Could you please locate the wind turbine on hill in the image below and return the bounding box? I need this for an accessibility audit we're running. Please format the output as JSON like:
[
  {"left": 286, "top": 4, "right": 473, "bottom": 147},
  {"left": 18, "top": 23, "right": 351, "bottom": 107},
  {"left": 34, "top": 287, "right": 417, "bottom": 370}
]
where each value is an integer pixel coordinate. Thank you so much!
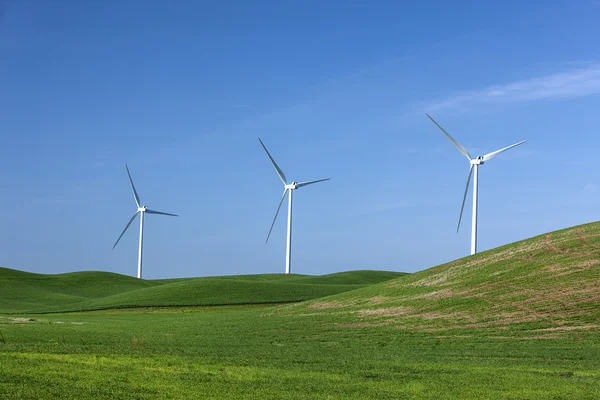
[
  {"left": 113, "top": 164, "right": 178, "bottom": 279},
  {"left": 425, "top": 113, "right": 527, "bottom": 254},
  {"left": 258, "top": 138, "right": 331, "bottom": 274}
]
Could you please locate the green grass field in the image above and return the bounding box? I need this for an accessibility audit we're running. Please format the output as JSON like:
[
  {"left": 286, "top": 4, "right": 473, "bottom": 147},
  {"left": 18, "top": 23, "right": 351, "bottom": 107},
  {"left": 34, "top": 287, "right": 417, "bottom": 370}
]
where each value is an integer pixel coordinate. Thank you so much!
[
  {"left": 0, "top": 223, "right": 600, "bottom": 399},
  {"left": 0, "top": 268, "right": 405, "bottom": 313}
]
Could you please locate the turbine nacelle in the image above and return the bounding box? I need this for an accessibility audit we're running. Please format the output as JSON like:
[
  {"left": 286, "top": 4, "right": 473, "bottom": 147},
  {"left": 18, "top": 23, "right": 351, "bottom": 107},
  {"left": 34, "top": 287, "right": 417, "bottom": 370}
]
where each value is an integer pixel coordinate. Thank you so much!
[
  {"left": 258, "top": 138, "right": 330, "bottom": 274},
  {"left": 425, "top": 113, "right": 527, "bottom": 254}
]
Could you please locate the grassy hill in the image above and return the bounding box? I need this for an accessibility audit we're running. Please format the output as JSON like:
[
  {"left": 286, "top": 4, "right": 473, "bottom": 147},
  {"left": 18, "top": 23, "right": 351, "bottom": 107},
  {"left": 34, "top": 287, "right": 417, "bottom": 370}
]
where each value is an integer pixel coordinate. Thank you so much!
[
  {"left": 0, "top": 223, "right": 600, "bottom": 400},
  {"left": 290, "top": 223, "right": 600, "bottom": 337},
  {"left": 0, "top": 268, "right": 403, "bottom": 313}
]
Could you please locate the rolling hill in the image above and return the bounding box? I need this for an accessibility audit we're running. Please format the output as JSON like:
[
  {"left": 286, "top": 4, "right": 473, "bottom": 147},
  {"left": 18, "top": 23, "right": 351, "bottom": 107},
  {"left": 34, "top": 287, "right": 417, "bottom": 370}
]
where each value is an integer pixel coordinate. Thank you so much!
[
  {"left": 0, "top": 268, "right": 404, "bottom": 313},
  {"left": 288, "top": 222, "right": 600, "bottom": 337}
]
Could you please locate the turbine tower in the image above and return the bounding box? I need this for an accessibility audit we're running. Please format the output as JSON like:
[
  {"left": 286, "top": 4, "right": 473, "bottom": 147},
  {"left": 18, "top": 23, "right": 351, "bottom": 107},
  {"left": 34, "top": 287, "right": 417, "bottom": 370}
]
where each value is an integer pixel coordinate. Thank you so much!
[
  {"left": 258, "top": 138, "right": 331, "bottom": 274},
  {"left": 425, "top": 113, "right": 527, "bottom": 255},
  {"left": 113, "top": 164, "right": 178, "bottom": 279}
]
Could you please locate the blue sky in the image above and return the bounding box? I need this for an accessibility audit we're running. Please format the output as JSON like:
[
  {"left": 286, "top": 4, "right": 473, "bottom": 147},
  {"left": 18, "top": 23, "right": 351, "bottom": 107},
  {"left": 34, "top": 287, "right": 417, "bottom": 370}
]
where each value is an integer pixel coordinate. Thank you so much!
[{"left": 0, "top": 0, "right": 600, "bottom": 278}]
---------------
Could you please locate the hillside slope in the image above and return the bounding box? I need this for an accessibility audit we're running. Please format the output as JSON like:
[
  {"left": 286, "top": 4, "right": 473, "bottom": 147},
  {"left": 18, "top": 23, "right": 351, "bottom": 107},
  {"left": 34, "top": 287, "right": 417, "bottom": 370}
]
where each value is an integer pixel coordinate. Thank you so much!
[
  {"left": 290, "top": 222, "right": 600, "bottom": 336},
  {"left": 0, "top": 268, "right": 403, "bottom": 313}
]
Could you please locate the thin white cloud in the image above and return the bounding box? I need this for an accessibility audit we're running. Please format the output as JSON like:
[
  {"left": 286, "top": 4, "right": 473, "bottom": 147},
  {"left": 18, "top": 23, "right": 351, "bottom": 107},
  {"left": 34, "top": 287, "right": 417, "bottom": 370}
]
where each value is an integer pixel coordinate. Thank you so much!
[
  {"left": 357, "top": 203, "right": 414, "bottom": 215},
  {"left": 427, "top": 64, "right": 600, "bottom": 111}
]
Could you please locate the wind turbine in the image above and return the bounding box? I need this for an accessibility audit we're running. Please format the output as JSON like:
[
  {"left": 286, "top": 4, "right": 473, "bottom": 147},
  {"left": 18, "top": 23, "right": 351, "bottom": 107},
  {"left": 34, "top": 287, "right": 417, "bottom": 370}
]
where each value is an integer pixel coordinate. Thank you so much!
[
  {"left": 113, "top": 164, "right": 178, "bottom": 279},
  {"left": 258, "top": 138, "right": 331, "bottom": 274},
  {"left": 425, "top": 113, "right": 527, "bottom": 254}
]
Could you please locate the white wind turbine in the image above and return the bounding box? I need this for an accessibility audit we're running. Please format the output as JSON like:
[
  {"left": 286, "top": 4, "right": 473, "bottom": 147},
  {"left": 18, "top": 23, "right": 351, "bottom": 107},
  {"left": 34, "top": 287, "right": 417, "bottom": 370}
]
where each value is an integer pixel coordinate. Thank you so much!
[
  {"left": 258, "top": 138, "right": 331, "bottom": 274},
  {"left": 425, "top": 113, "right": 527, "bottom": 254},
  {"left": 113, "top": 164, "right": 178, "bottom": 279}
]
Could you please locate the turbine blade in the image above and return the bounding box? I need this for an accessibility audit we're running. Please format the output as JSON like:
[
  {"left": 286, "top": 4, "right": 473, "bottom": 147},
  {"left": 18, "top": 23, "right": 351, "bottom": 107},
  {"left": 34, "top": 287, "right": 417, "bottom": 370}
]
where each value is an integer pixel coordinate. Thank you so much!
---------------
* **Qué hacer**: Cuenta cuántas líneas de los ítems contienen la palabra "white". Escribe solo el número.

* **Tu respuesta**: 2